◆ Provided records ◆

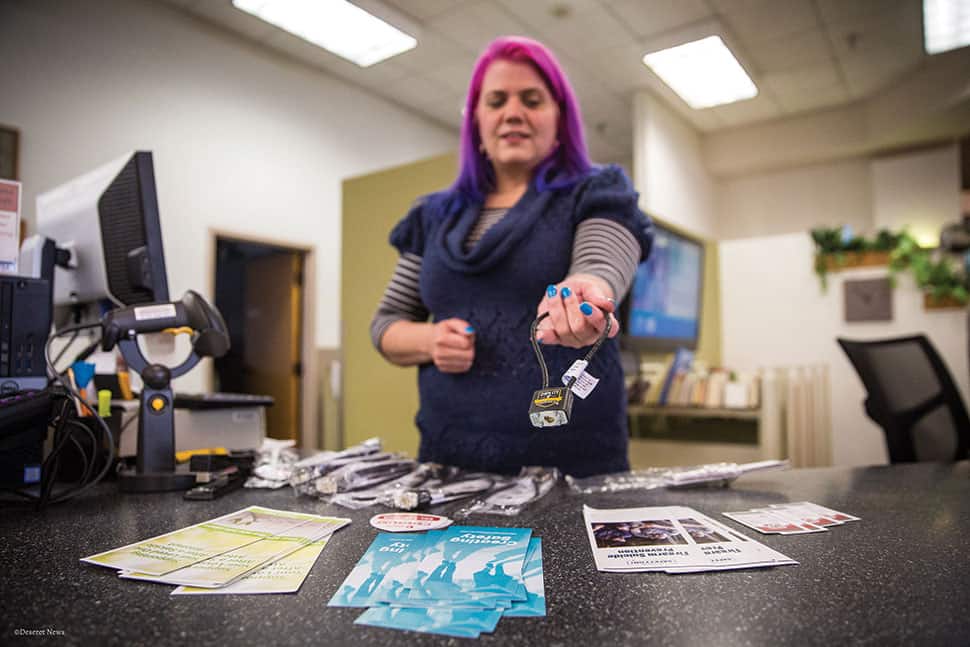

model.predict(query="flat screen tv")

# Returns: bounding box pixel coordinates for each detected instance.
[621,224,704,353]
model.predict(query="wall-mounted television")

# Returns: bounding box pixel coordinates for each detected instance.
[621,224,704,353]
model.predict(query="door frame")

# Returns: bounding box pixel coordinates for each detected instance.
[205,227,321,449]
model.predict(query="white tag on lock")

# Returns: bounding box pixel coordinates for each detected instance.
[562,359,600,400]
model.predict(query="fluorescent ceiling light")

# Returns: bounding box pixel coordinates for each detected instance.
[923,0,970,54]
[643,36,758,110]
[232,0,418,67]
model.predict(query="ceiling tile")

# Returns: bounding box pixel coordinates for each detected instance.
[840,47,923,98]
[775,83,852,114]
[187,0,285,41]
[604,0,713,38]
[534,7,637,58]
[383,0,463,22]
[380,76,461,106]
[723,0,818,42]
[760,61,842,96]
[394,31,475,75]
[744,29,835,73]
[496,0,602,32]
[709,0,775,14]
[827,4,923,57]
[708,94,782,126]
[585,44,652,91]
[815,0,922,25]
[428,2,537,53]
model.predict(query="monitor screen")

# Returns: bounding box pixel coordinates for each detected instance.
[37,151,169,306]
[623,225,704,352]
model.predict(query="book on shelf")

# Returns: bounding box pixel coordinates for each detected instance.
[657,348,694,405]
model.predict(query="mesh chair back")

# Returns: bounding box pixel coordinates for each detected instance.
[838,335,970,463]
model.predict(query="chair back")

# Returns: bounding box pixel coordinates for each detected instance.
[837,335,970,463]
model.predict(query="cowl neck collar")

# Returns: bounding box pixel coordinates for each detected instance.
[435,181,554,274]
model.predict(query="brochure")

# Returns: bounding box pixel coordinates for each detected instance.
[411,526,532,600]
[327,532,425,607]
[81,506,350,575]
[329,526,546,637]
[121,518,346,588]
[583,506,797,573]
[502,537,546,618]
[354,607,502,638]
[172,535,330,595]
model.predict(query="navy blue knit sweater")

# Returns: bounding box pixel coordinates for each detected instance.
[391,165,653,477]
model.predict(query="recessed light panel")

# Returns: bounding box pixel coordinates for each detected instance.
[232,0,418,67]
[923,0,970,54]
[643,36,758,109]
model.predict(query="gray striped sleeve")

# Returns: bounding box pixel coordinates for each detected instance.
[370,252,430,352]
[569,218,640,302]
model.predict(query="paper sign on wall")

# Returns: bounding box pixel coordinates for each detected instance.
[0,180,21,274]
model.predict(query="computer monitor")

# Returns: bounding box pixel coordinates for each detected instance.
[37,151,169,306]
[621,224,704,352]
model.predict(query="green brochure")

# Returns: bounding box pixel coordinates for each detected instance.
[172,535,330,595]
[81,506,348,576]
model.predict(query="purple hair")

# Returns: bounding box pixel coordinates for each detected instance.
[446,36,592,203]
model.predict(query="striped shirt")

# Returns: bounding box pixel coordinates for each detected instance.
[370,209,640,351]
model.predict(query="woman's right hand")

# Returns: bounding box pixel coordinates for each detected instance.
[428,318,475,373]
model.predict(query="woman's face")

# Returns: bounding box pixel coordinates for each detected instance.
[475,60,559,180]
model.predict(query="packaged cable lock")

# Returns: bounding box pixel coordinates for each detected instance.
[529,312,613,427]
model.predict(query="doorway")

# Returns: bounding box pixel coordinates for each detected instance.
[214,235,308,446]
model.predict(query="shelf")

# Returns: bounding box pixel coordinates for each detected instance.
[822,251,889,272]
[627,404,761,420]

◆ Exercise description ◆
Reproduce every line from the start of the items through the line containing "[205,227,321,449]", inclusive, with the requests kept, and multiply each bounding box coordinate in the answers by 1.75, rounding to whole numbers with halves rounded up. Include only those lines, and leave the pictures out.

◆ Answer to the exercise ◆
model.predict(query="flat screen tv")

# Returns: bounding box pixel coordinates for each detected instance.
[1087,392,1232,618]
model.predict(query="wall-mounted television")

# Returns: bounding box pixel coordinates for each detected instance.
[1087,392,1232,618]
model.predict(query="door frame")

# Returns: bounding box pixel coordinates for each detected instance.
[359,397,562,786]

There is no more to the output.